== Supplied data ==
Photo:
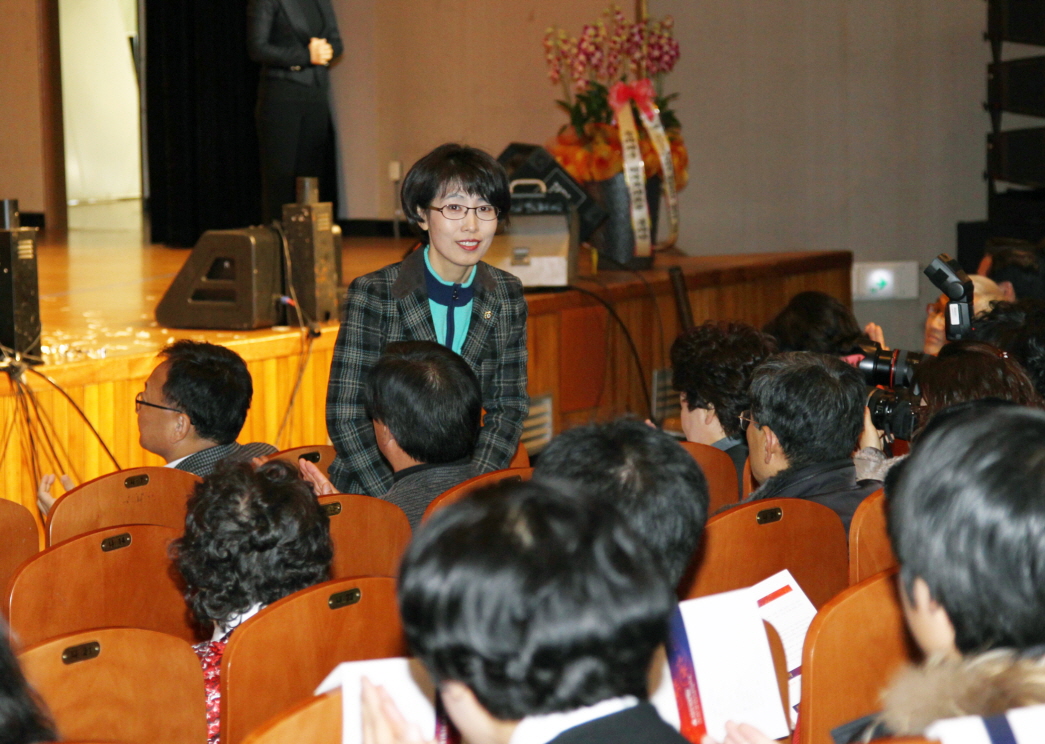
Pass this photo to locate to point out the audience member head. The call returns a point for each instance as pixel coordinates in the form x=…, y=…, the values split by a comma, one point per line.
x=425, y=402
x=252, y=536
x=985, y=295
x=1019, y=271
x=967, y=519
x=814, y=321
x=198, y=397
x=806, y=409
x=655, y=484
x=524, y=600
x=969, y=370
x=1019, y=329
x=22, y=716
x=712, y=368
x=454, y=168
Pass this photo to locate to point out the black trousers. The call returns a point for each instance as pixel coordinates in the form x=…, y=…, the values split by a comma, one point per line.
x=296, y=138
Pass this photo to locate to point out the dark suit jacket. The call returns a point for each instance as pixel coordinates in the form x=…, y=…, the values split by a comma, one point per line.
x=635, y=725
x=277, y=38
x=392, y=304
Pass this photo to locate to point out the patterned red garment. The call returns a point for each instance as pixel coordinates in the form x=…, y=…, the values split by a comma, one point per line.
x=210, y=653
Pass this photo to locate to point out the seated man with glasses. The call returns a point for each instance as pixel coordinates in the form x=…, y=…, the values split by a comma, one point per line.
x=455, y=198
x=191, y=411
x=806, y=418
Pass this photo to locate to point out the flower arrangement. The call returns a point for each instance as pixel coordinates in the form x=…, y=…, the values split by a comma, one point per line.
x=612, y=50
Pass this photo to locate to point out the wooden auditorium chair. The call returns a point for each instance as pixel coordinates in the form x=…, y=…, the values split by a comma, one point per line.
x=21, y=538
x=120, y=576
x=752, y=541
x=316, y=721
x=520, y=458
x=279, y=656
x=854, y=647
x=487, y=479
x=321, y=455
x=139, y=495
x=871, y=551
x=369, y=535
x=120, y=684
x=719, y=470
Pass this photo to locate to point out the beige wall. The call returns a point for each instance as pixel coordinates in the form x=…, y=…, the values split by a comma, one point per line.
x=21, y=124
x=416, y=75
x=811, y=123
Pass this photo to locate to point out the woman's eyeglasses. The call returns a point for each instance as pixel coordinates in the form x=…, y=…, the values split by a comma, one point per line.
x=459, y=211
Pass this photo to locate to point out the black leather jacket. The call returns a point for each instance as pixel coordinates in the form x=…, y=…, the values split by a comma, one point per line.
x=277, y=38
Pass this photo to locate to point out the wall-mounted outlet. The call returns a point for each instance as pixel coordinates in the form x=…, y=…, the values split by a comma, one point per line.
x=885, y=280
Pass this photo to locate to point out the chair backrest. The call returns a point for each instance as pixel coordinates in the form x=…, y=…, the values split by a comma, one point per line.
x=747, y=483
x=120, y=684
x=752, y=541
x=463, y=489
x=520, y=458
x=316, y=721
x=321, y=455
x=278, y=657
x=871, y=551
x=719, y=470
x=369, y=535
x=21, y=538
x=855, y=644
x=139, y=495
x=120, y=576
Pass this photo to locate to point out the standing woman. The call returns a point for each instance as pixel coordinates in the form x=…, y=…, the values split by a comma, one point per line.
x=455, y=196
x=295, y=42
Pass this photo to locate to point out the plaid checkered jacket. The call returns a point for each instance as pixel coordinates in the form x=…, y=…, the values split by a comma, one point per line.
x=392, y=304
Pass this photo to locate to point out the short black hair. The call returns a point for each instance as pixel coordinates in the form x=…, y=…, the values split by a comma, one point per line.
x=1017, y=328
x=535, y=599
x=814, y=321
x=451, y=165
x=970, y=370
x=23, y=716
x=655, y=484
x=251, y=537
x=967, y=515
x=430, y=399
x=1023, y=268
x=813, y=402
x=712, y=365
x=211, y=385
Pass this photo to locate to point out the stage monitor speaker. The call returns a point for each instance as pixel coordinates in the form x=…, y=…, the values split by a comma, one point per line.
x=19, y=291
x=231, y=281
x=1018, y=86
x=1018, y=157
x=310, y=238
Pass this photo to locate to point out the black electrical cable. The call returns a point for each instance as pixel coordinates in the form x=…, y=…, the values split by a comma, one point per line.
x=631, y=344
x=79, y=411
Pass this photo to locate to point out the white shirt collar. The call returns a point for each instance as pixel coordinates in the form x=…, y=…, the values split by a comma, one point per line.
x=540, y=729
x=222, y=629
x=176, y=463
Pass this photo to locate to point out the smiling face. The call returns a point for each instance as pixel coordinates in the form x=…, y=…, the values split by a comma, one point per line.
x=457, y=245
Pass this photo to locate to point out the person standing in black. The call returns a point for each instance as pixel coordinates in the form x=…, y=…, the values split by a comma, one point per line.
x=295, y=42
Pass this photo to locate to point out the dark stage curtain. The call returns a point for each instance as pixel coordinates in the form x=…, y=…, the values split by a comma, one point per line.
x=201, y=92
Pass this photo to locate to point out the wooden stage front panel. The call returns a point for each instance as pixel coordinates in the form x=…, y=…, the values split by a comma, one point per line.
x=96, y=306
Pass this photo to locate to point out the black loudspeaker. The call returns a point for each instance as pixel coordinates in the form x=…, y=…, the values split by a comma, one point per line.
x=1018, y=86
x=232, y=280
x=1018, y=156
x=310, y=239
x=530, y=161
x=19, y=284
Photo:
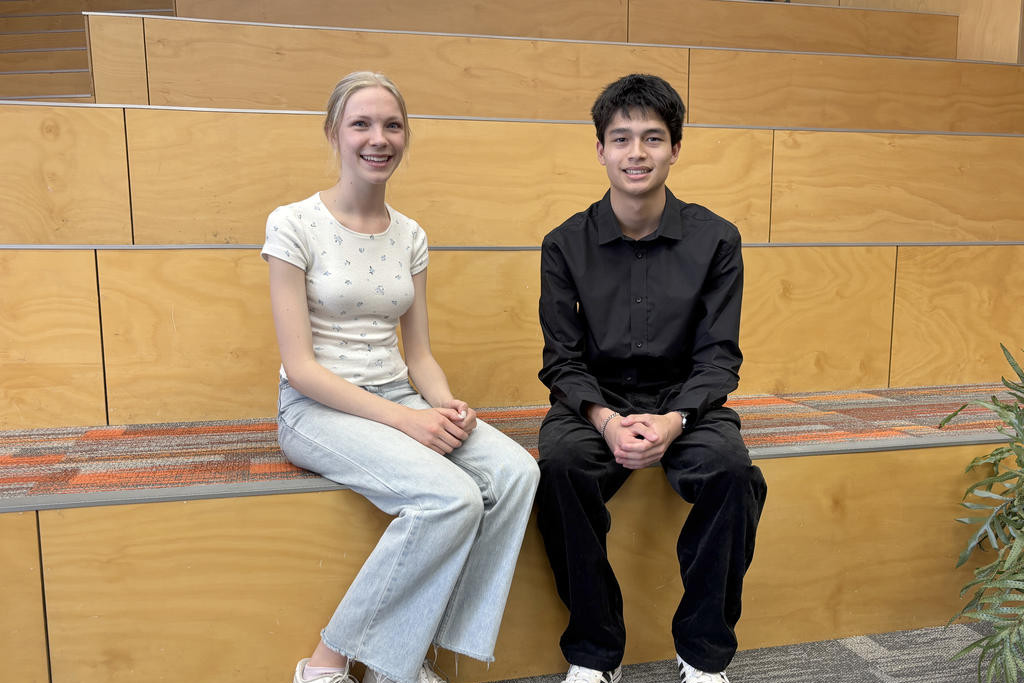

== Exercise description ==
Restate the entries verbatim and exclude any pictures.

== Expected answer ==
Photo:
Pass this photo to locate to point out the audience member head. The call returns a point for each instance as pixel coordinates in the form x=…, y=…, the values split by a comma, one point per line.
x=425, y=402
x=252, y=536
x=985, y=295
x=1019, y=271
x=967, y=519
x=814, y=321
x=198, y=397
x=806, y=409
x=655, y=484
x=524, y=600
x=969, y=370
x=1019, y=329
x=22, y=716
x=712, y=368
x=454, y=168
Pass this photo to locate to point out the black trousers. The call returns a point for each instance as pixel coordinates in the form x=…, y=…, the values split by a comma, one point per line.
x=296, y=138
Pass this photo to locate to point out the dark suit jacket. The call returns a point for each instance as pixel coordinates in the form x=…, y=…, the values split by a comma, one point per line.
x=635, y=725
x=277, y=38
x=392, y=304
Pass this photo to locate to point out the patterned red garment. The call returns a point for each instance as pixel coordinates in the form x=…, y=…, the values split by a comma, one point per line.
x=210, y=653
Pass this photo to locate to point out the seated man with glasses. The call returns a point for each instance as pixel coordinates in the form x=…, y=…, the values split by a comma, one point per line.
x=455, y=198
x=191, y=411
x=806, y=418
Pass this photo to locate to point out the flower arrangement. The call returns a point for each instance as pixel coordinates in the form x=…, y=…, the values split by a comma, one point per line.
x=612, y=50
Pass this photo to locate to point out the wooden auditorium chair. The call returns a point for each instance as pixel coordinates in the form x=…, y=…, the values split by a comma, one point per line.
x=21, y=538
x=120, y=576
x=752, y=541
x=316, y=721
x=520, y=458
x=279, y=656
x=854, y=647
x=487, y=479
x=321, y=455
x=139, y=495
x=871, y=551
x=369, y=535
x=120, y=684
x=719, y=470
Pass this photo to locate to point out the beige wall. The call returns a point for each instance as pixel coordinates in the form x=…, y=…, the values split by a comma, one point per line.
x=21, y=124
x=416, y=75
x=811, y=123
Pass this photo to locate to point out the woman's eyeglasses. The call returns a point for each instance as pixel coordinates in the form x=…, y=…, the values split by a comma, one point per line.
x=459, y=211
Pass this photo to locate to point out the black leather jacket. The call returns a point for each instance as pixel coordinates in the form x=…, y=…, the values split by a comma, one point per line.
x=277, y=38
Pass this photo to locate to point out the wall-mounted outlet. The call returns a point for each instance as pixel coordinates in the form x=…, y=…, the values split by a comma, one point per line.
x=885, y=280
Pass this photo to locate to point out the chair backrest. The call returns a point for each instance as pixel coordinates in the form x=…, y=…, the values split by a comma, one point per line.
x=747, y=483
x=120, y=684
x=752, y=541
x=463, y=489
x=520, y=458
x=316, y=721
x=321, y=455
x=278, y=657
x=871, y=551
x=719, y=470
x=369, y=535
x=21, y=538
x=855, y=644
x=139, y=495
x=120, y=576
Pass this photo to locate to point out the standing woman. The call returns a point for each instance as pixel coordinates in the form x=…, y=…, the values split by a comma, one point per line.
x=455, y=196
x=295, y=42
Pass this photo to locate to point out the plaid checkered jacket. The call returns a point for each instance as pixel coordinates in the form x=…, y=…, the values split by a comma, one point per line.
x=392, y=304
Pass this photo to locate to point out the short black hair. The call returns a point for each instance as pixel coordinates in the form x=…, y=…, the values split by a comma, one point per line.
x=1017, y=328
x=535, y=599
x=814, y=321
x=451, y=165
x=970, y=370
x=23, y=716
x=655, y=484
x=251, y=537
x=967, y=515
x=430, y=399
x=1023, y=268
x=813, y=402
x=712, y=365
x=211, y=385
Pass this photo to locate to point out the stage monitor speaker. The call returns a point for each instance as pixel coordinates in the form x=…, y=…, the values split by a comma, one point per line.
x=19, y=291
x=231, y=281
x=1018, y=86
x=1018, y=157
x=310, y=238
Pass this photo to locate to point out the black electrical cable. The call returns a point for each instance as pixel coordinates in the form x=…, y=…, the values split by a comma, one point per line.
x=631, y=344
x=79, y=411
Pass this photo to locate to point out the white shirt collar. The call returns a point for each instance as pixel coordinates in the form x=…, y=…, the values split by a comma, one point per line.
x=540, y=729
x=222, y=629
x=176, y=463
Pass this photo to locate to point out the smiling face. The call returns a point for each instance as pixel coordinates in the form x=…, y=…, the values split by a comma, one point per line.
x=457, y=245
Pass this photo to locate to point out the person standing in black. The call returns a point for each instance as pixel coordinates in the form x=…, y=…, the values split by a comma, one point per line.
x=295, y=42
Pass this photo to locate to point out the dark stage curtain. The call returns a point for each instance as pixel coordinates in the form x=…, y=…, the values split by a comma, one point per line.
x=201, y=92
Pass this photo to locate to point out the wooden stage front panel. The call returns a point for each instance as pixel coordinates in the form x=…, y=…, the values split by a comma, one point per line.
x=96, y=306
Pass this photo to locate to point out the black loudspeaker. The call returns a point for each instance as pixel coordinates in the form x=…, y=…, the values split by a comma, one point per line.
x=1018, y=86
x=232, y=280
x=1018, y=156
x=310, y=239
x=530, y=161
x=19, y=284
Photo:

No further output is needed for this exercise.